Re: activeconns * weight overflowing 32-bit int

Julian Anastasov <ja@xxxxxx> · Mon, 5 Aug 2013 09:10:24 +0300 (EEST)

	Hello,

On Fri, 24 May 2013, Julian Anastasov wrote:

> On Thu, 23 May 2013, Simon Kirby wrote:

> > Hmm, I was comparing atomic_t being s32 versus u32, not u64 being u64. :)
> > Anyway, the .s results are much easier to read, and (closer to) reality!
> > I did a comparison with (__u64)loh * atomic_read(dest->weight) versus
> > (__u64)loh * (__u32)atomic_read(dest->weight) on both arches and uploaded
> > them to http://0x.ca/sim/ref/3.9-ipvs/. It's not a huge difference, but I
> > prefer the shorter/faster version. ;)
> 
> 	I now see why your patch shows difference compared
> to my tests month ago. This change is the culprit:
> 
> -       int loh, doh;
> +       unsigned int loh, doh;
> 
> 	It effectively changes the operation from:
> 
> (__u64/__s64) int * int
> 
> 	into
> 
> (__u64) unsigned int * int
> 
> 	that is why you fix it by using __u32:
> 
> (__u64) unsigned int * unsigned int
> 
> 	so that both operands are from same 4-byte signedness.

- - -

▶ DIRECTIONS: Carry on the mailing-list reply about the 32-bit multiplication overflow from the point where it stops. The lines after this have no connection to the mailing-list reply about the 32-bit multiplication overflow.

▶ GIVEN INFORMATION:
- - -

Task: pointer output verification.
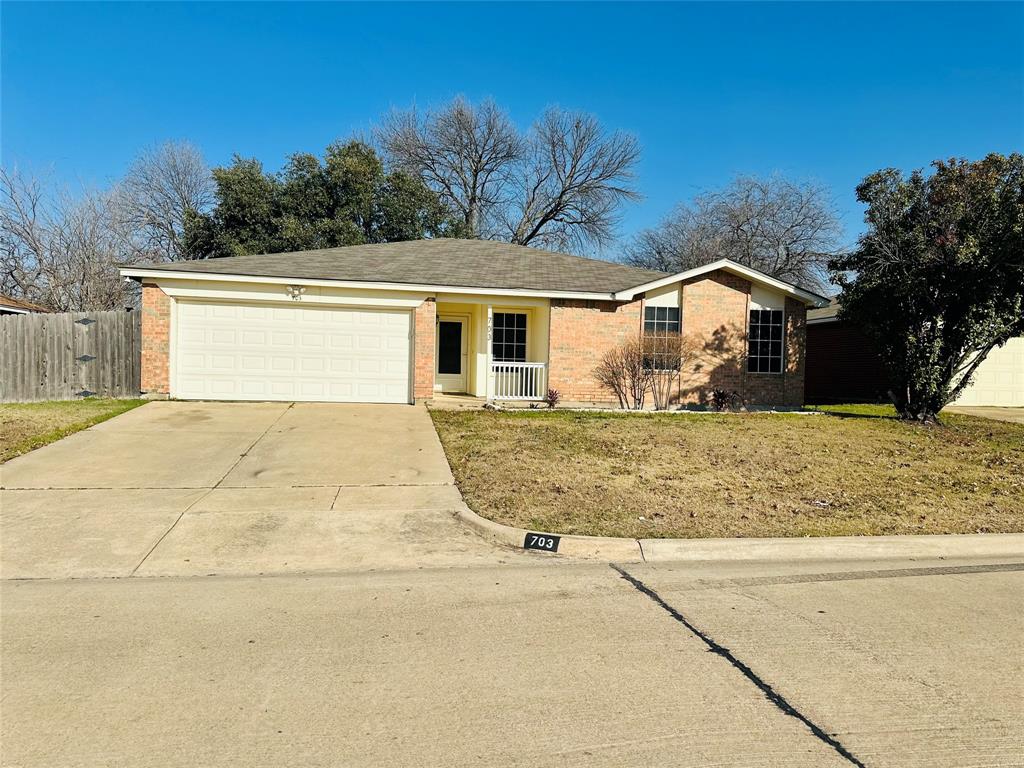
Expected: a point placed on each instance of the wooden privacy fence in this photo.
(70, 355)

- - -

▶ ANSWER:
> 
> 	I think, we should keep loh and doh to be int, may be
> the following both solutions should generate 32x32 multiply:
> 
> 1. same as my first email:
> 
> int loh, doh;
> 
> (__u64/__s64) loh * atomic_read(&dest->weight)
> 
> 	In this case I see only one difference between
> __u64 and __s64:
> 
> -       jb      .L41    #,
> -       ja      .L79    #,
> +       jl      .L41    #,
> +       jg      .L79    #,
> 
> 2. Your patch:
> 
> unsigned int loh, doh;
> 
> (__u64) loh * (__u32) atomic_read(&dest->weight)
> or
> (__s64) loh * (__u32) atomic_read(&dest->weight)
> 
> 	Both solutions generate code that differs only
> in imul vs. mul. In internet I see that imul is
> preferred/faster than mul. That is why I prefer solution 1,
> it has less casts.
> 
> 	So, I think you can change your patch as follows:
> 
> 1. Use int for loh, doh. Note that some schedulers
> use 'unsigned int' and should be patched for this
> definition: NQ, SED, WLC
> 
> 2. Use (__u64) prefix only, no (__u32) before atomic_read:
> LBLC, LBLCR, NQ, SED, WLC
> 
> 	(__u64) loh * atomic_read(&dest->weight) ...
> 	(__u64) doh * ...
> 
> 3. Explain in commit message that we find the
> result64=int32*int32 faster than result64=uint32*uint32
> and far better than using 64*64 multiply which is
> a bit slower on older CPUs.

	Simon, any progress on this change? I can
continue and finish it if you prefer so?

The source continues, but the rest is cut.